Dataset rows on where objects appear:
>>>>
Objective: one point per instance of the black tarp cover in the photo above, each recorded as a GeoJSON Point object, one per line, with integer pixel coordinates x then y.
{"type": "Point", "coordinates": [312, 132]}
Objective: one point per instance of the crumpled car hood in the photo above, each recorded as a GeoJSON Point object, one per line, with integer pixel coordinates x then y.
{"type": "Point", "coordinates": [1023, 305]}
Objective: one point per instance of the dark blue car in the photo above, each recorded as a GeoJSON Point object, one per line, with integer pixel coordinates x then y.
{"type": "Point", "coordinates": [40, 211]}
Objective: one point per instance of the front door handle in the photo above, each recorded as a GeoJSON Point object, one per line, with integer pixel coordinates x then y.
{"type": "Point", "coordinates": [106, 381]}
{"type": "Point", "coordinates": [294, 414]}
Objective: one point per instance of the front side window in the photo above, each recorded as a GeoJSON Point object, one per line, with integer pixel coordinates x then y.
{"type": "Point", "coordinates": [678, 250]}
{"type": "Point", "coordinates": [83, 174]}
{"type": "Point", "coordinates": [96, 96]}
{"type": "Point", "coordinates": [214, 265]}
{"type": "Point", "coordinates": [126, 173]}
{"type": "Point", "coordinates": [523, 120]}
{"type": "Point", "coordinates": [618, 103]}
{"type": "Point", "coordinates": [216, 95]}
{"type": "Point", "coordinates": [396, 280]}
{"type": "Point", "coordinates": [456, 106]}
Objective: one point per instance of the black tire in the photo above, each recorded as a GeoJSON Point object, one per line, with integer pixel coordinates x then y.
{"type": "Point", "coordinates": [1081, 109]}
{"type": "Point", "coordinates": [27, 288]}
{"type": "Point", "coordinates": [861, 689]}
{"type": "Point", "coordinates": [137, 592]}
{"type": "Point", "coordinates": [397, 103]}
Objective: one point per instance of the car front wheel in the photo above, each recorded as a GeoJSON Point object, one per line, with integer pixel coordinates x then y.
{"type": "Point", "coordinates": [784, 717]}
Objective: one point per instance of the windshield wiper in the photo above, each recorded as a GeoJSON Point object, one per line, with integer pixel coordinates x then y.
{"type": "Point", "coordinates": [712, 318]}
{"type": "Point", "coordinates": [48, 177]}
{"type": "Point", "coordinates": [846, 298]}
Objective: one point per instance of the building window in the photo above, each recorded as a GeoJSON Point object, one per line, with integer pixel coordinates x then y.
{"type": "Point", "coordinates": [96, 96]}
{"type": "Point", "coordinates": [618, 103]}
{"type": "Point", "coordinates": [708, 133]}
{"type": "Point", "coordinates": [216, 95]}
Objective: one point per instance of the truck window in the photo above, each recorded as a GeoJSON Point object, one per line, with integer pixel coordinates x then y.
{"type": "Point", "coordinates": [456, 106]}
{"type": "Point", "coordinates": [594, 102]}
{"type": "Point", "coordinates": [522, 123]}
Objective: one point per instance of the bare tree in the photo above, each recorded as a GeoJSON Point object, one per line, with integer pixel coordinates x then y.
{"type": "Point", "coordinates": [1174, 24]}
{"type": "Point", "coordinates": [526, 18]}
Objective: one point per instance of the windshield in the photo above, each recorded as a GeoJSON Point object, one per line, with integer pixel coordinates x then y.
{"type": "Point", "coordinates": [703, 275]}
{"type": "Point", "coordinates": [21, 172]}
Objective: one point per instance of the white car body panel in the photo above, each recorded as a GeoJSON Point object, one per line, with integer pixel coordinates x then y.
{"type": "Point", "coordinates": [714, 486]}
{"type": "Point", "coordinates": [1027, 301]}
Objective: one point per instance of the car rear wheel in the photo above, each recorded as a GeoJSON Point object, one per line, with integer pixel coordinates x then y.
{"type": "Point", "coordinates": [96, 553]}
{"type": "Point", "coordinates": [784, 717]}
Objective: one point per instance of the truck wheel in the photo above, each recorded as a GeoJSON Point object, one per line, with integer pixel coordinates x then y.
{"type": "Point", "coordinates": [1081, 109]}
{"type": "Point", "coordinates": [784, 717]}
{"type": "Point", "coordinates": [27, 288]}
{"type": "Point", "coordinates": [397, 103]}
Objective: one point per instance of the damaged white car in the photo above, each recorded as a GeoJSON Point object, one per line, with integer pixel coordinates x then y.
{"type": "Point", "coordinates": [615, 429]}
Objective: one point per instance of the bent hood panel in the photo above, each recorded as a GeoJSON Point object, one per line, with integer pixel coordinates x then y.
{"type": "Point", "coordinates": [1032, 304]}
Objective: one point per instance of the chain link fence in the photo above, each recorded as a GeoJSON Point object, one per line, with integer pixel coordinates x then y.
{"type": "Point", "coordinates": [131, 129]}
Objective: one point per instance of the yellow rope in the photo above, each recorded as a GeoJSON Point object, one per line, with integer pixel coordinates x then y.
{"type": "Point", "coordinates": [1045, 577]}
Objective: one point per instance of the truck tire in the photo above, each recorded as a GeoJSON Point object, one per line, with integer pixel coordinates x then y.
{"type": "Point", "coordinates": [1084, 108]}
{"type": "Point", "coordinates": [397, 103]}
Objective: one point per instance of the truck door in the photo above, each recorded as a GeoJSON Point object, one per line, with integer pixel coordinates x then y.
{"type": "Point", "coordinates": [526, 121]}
<<<<
TO BE DONE: Can you put every one of the records above into a numbered list, one line per item, with any blank lines dropped?

THE COMPLETED TASK:
1. Objective: one point per instance of the black tarp cover in the photo above, each recorded as a GeoJSON Point object, one per line, with integer pixel coordinates x then y.
2. {"type": "Point", "coordinates": [312, 132]}
3. Objective: one point per instance of the crumpled car hood in the photo above, each recorded as a GeoJSON Point object, one per line, with integer pixel coordinates x then y.
4. {"type": "Point", "coordinates": [1023, 305]}
5. Objective: one point per instance of the dark blue car in the photo above, each recorded as a GeoJSON Point object, one per line, with integer pixel coordinates x then y.
6. {"type": "Point", "coordinates": [40, 211]}
7. Objective: one point per instance of the front door handle in the photo above, each recorded as a GeoJSON Point object, one per line, with integer pixel coordinates x then y.
8. {"type": "Point", "coordinates": [106, 381]}
9. {"type": "Point", "coordinates": [294, 414]}
10. Objective: one point per instance of the front side window in the photo above, each recorded as a GeoJSON Point object, one per line, with integer pixel coordinates x then y.
11. {"type": "Point", "coordinates": [678, 250]}
12. {"type": "Point", "coordinates": [83, 174]}
13. {"type": "Point", "coordinates": [96, 96]}
14. {"type": "Point", "coordinates": [214, 265]}
15. {"type": "Point", "coordinates": [126, 173]}
16. {"type": "Point", "coordinates": [523, 120]}
17. {"type": "Point", "coordinates": [618, 103]}
18. {"type": "Point", "coordinates": [216, 95]}
19. {"type": "Point", "coordinates": [396, 280]}
20. {"type": "Point", "coordinates": [456, 106]}
21. Objective: one point per instance of the black tire in the photo above, each recorded as a GeoJSON Point object, one per line, with integer pixel coordinates x then y.
22. {"type": "Point", "coordinates": [1081, 109]}
23. {"type": "Point", "coordinates": [27, 288]}
24. {"type": "Point", "coordinates": [861, 689]}
25. {"type": "Point", "coordinates": [137, 592]}
26. {"type": "Point", "coordinates": [397, 103]}
27. Objective: one point per instance of the car front wheel in the photo above, each recorded as a GeoJSON Point object, one per line, with integer pixel coordinates x then y.
28. {"type": "Point", "coordinates": [784, 717]}
29. Objective: one point per instance of the windshield wiper in the photo above, each recorded as a GeoJSON Point object, one per line, with integer pixel coordinates x then y.
30. {"type": "Point", "coordinates": [712, 318]}
31. {"type": "Point", "coordinates": [48, 177]}
32. {"type": "Point", "coordinates": [846, 298]}
33. Objective: one point per instance of the building window in the photo above, each recorded as a GeoJSON Point object, one per line, with integer pixel coordinates x then y.
34. {"type": "Point", "coordinates": [96, 96]}
35. {"type": "Point", "coordinates": [618, 103]}
36. {"type": "Point", "coordinates": [708, 133]}
37. {"type": "Point", "coordinates": [216, 95]}
38. Objective: one point per instance of the truck window in the photo above, each recorded as a GeoJSON Point object, one per line, with integer pixel coordinates x then y.
39. {"type": "Point", "coordinates": [456, 106]}
40. {"type": "Point", "coordinates": [594, 102]}
41. {"type": "Point", "coordinates": [522, 123]}
42. Objective: one point per instance of the bare tree in the photo above, each recorded as a GeoJSON Point object, one per line, with integer pixel coordinates x then y.
43. {"type": "Point", "coordinates": [1174, 24]}
44. {"type": "Point", "coordinates": [526, 18]}
45. Objective: one point per instance of the windshield in the photo above, each recorded as a GeoJSON Point object, one per line, with integer pixel coordinates x then y.
46. {"type": "Point", "coordinates": [703, 275]}
47. {"type": "Point", "coordinates": [21, 172]}
48. Objective: one point per instance of the white car body panel in the photo above, each recorded as a GeoJSON Point object, one per line, with integer pixel coordinates x then y.
49. {"type": "Point", "coordinates": [714, 486]}
50. {"type": "Point", "coordinates": [1027, 301]}
51. Objective: one point per instance of the car rear wheel in the photo above, each recorded as a GeoJSON Point object, one per line, with integer pixel coordinates x then y.
52. {"type": "Point", "coordinates": [96, 553]}
53. {"type": "Point", "coordinates": [784, 717]}
54. Objective: one point per instance of the truck wheel in the photo above, each recorded as a GeoJSON Point object, one per line, with integer pixel coordinates x then y.
55. {"type": "Point", "coordinates": [1081, 109]}
56. {"type": "Point", "coordinates": [784, 717]}
57. {"type": "Point", "coordinates": [27, 288]}
58. {"type": "Point", "coordinates": [397, 103]}
59. Objective: one point per instance of the damaged white car in the photo above, each recorded as a GeoJSON Point object, one per line, with integer pixel coordinates x then y.
60. {"type": "Point", "coordinates": [615, 429]}
61. Objective: one point per instance of the bent hood panel in the photo above, each recorded as a GeoJSON Point object, one per line, with integer pixel coordinates x then y.
62. {"type": "Point", "coordinates": [1032, 304]}
63. Objective: one point per instance of the chain link fence in the photo above, each recorded as a GeoJSON Point object, one per line, with integer pixel coordinates x then y.
64. {"type": "Point", "coordinates": [131, 129]}
65. Objective: one point per instance of the yellow rope in the photo above, each recorded as a GeoJSON Point object, one per line, with integer pixel coordinates x then y.
66. {"type": "Point", "coordinates": [1045, 577]}
67. Objective: one point per instance of the truck tire in the photo above, each recorded as a GeoJSON Point object, one per line, with integer pixel coordinates x then y.
68. {"type": "Point", "coordinates": [1084, 108]}
69. {"type": "Point", "coordinates": [397, 103]}
70. Objective: one point per instance of the truck door in the photo above, each recorded as a GeoJSON Point object, one per line, with integer pixel coordinates x then y.
71. {"type": "Point", "coordinates": [526, 121]}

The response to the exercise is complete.